### Текст для чтения:
__________

И.А. Кирилов принимается за составление
книги “Сибирь и ее будущее”. Она задумывается как сборник статей, в
который будут включены очерк самого Рериха “Сердце Азии”, а также статьи
“Сибирь. Краткий географический и исторический очерк” (И.А. Кирилов),
“Железнодорожные и речные пути сообщения Сибири” (П.Ф. Козловский),
“Казачество в Сибири” (генерал Хорошкин), “Дальний Восток и Япония”
(архиепископ Нестор), “Вклад Сибири в мировую культуру” (А.А. Кирилов).
Что называется, гвоздем программы планируется в сборник огромная по
объему (по существу две отдельные статьи) работа генерала Головина “Современная
стратегическая обстановка на Дальнем Востоке”. Оформить Сибирский сборник
Н.К. Рерих предлагает своей картиной “Ойрот, Вестник Белого Бурхана”
и рисунком “Белухи” из путевого альбома, что вполне будет отвечать,
по выражению художника, “чувству Азии”. Книга намечена к выпуску в издательстве
“Рерих Музеум Пресс” на английском и французском языках, дабы “позволить
иностранцам оценить значение Сибири в судьбах мира” [29]. Срок ее выхода
в свет — конец 1934 или начало 1935 года. Однако ноябрьские события
в Харбине — о них еще пойдет речь далее — заставили Рериха отказаться
от издания книги “Сибирь и ее будущее”. Она навсегда была похоронена
в архивных бумагах американского издательства.
Чтобы
усилить и провести в жизнь сибирскую идею, Рерих осенью 1934-го предпринял
издание самостоятельной книги “Священный Дозор”. В нее вошли в основном
его харбинские очерки и выступления. Причем даже взгляд мельком не упустит
программный характер большинства статей. В книгу было включено приветствие
Н.К. Рериха “Славное Сибирское казачество” (речь в Харбине 3 октября
1934 года), в котором он напоминал о “великом еще несказуемом значении
Сибири”, о знамени Ермака Тимофеевича, о Сибирских кооперативах и алтайской
вершине Белухе. “Белуха стоит белоснежным свидетелем прошлого и поручителем
будущего” [30].
Эта
речь стала залогом высокого авторитета Рериха в кругах местных казаков.
Доверительные отношения установились с руководством Сибирского Казачьего
Войска. В ноябре состоялось новое выступление академика перед казаками
в театре “Весь Мир”. И вскоре он профинансировал издание “Войскового
Юбилейного Сборника”. Сохранился в копии один редкий документ, письмо
председателя Войскового представительства в Харбине Сибирского Казачьего
Войска, адресованное Рериху.
“26 февраля 1935 года. Глубокоуважаемый
Николай Константинович. С большой радостью получил я Ваше письмо от
21 января с.г. Я поспешил сейчас же ознакомить с ним членов Войскового
Представительства, а затем и всех станичников нашей здешней станицы.

__________

### Записанные данные:

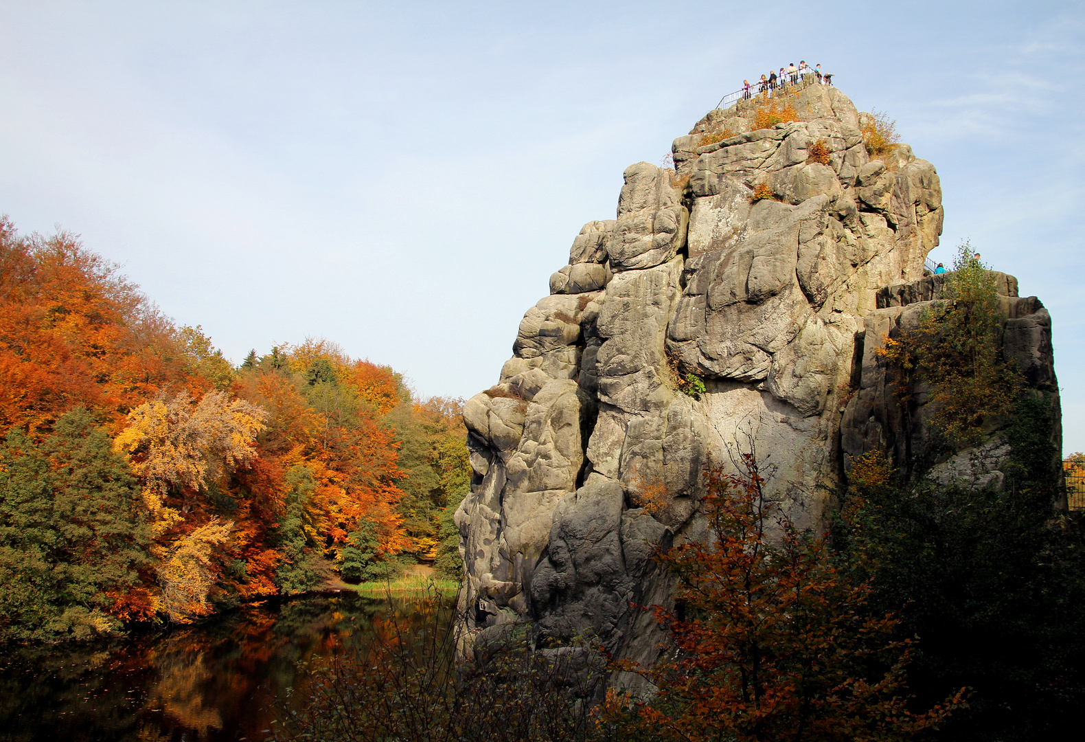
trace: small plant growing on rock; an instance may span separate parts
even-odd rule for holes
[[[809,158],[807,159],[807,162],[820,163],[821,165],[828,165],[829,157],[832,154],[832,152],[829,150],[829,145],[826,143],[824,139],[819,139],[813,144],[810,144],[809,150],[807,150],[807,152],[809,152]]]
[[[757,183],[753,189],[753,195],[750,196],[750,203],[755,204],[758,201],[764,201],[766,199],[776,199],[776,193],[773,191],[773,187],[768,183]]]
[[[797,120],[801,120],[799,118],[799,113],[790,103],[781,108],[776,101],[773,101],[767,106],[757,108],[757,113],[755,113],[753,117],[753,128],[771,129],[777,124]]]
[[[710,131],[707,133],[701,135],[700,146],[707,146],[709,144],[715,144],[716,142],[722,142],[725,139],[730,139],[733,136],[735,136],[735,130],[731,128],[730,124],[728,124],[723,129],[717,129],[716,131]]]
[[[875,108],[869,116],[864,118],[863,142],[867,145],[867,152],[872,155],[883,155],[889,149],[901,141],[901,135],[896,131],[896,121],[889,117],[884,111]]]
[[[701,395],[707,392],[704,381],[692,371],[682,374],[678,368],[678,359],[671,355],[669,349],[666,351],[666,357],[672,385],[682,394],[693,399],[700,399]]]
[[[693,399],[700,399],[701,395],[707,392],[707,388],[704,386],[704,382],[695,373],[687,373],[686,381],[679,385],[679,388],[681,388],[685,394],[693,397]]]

__________

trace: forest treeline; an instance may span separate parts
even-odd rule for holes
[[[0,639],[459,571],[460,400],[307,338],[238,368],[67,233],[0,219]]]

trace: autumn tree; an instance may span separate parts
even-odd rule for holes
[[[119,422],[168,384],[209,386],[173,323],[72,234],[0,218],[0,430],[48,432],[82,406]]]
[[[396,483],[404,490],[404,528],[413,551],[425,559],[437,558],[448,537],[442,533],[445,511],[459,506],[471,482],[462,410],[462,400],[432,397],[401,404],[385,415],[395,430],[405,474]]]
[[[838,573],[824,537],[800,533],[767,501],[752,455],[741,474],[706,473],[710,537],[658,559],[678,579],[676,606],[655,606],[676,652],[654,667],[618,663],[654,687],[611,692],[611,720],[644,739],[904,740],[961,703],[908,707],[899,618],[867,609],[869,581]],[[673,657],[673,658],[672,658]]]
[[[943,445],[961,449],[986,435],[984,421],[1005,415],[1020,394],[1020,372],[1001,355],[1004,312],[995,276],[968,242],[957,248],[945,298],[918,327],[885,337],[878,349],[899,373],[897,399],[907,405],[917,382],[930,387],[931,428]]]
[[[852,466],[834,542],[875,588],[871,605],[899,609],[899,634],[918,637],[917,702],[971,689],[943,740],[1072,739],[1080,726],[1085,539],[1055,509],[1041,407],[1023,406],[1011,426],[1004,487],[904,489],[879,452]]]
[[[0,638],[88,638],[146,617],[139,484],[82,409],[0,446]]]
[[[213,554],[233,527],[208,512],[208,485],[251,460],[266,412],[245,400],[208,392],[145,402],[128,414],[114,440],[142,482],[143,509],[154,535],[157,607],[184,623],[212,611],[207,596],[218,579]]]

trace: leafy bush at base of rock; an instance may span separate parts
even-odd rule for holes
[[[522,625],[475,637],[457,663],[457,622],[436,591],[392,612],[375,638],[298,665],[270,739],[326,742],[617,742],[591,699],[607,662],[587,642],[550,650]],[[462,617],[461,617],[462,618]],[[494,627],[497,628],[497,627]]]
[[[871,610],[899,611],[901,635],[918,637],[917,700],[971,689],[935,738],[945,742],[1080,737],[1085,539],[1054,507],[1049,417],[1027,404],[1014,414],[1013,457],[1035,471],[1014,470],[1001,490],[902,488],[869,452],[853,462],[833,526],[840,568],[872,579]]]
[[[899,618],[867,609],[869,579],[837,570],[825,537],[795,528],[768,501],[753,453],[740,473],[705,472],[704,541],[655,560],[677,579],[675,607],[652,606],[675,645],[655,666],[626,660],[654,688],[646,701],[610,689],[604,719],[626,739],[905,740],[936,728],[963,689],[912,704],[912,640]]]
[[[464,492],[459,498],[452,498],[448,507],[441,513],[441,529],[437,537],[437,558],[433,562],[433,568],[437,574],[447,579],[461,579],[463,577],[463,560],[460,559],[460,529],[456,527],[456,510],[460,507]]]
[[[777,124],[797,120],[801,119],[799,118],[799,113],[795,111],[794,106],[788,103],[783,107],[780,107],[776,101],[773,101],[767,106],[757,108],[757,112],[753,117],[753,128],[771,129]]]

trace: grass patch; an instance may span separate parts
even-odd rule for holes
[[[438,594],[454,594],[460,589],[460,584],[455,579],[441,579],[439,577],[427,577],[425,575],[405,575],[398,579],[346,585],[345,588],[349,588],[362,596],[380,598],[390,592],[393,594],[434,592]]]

__________

### Условие задачи:
Допишите продолжение текста о Рерихе и Сибири, начав сразу после его последнего предложения.

### Ответ:
Войсковое
Представительство в своем заседании, заслушав Ваше письмо и мой доклад,
постановило:
"Просить Председателя засвидетельствовать
великому русскому художнику академику Николаю Константиновичу Рериху
наше глубокое уважение и искреннюю признательность за его щедрый дар
на издание нашего Войскового Юбилейного Сборника. Воспоминание об этой
помощи нам в нашем войсковом деле Сибирские казаки унесут с собою в
родные станицы вместе с образом великого русского художника и большого
мыслителя, просветленному и умудренному взору которого ясно видно, что
возрождение нашего поверженного в бездну греха русского народа, восстановление
нашего Великого Отечества близится. Русский народ отшатнется от измышленных
кумиров и вернется к истинному Богу и будет строить свое государственное
существование на основах Веры, Доблести и Труда. И верный сын Родины,
Сибирский казак, в бодрости, имея дальних и ближних друзей, дойдет до
Родной земли и под сенью знамени Ермака Тимофеевича будет верно и преданно
служить Ей как встарь".
Копию Вашего письма ко мне и
постановления по нему Войскового Представительства я сообщаю всем станицам
Сибирского Войска, вынужденно находящимся в Великом Русском Рассеянии.
Прошу принять наши уверения в неизменно глубоком к Вам уважении и преданности.
Председатель Войскового Представительства, полковник Березовский”
[31].
Еще
в сентябре 1934 года, по завершении первого этапа экспедиции в Баргу,
произошло событие, которое спутало карты сразу всем политикам. РОВС
перекупил харбинскую газету “Русское Слово” на пожертвование, сделанное
руководству Союза академиком Рерихом из его личных средств. Пожертвование
в размере 1000 американских долларов [32], по тем временам огромное.
Фактически был приобретен собственный печатный орган, который мог формировать
общественное мнение в среде русской эмиграции. Добавим, что в благодарность
РОВС избрал Рериха почетным членом редакции, а уважаемый академик, в
свою очередь, “рекомендовал” газете трех корреспондентов. Это были Г.
Шклявер, В. Шибаев и И. Муромцев — сотрудники рериховских учреждений
соответственно во Франции, Индии и Америке. Таким образом, покупка газеты
стала серьезной политической акцией И.К. Рериха, “решившего подчинить
Союз своему влиянию” [33], как писала впоследствии местная пресса.
Первый номер возобновленной газеты
вышел незадолго до Дня Непримиримости, который отмечался повсеместно
7 ноября 1934 года молебнами и заседаниями. (День русской скорби и траура
выражал идею скорейшего освобождения России от большевизма). Но газета
явилась только начальным шагом к согласию политических партий и разрозненных
сил азиатского зарубежья. Момент был решительный, и Рерих выступил главным
идеологом собрания, состоявшегося в День общеэмигрантской непримиримости.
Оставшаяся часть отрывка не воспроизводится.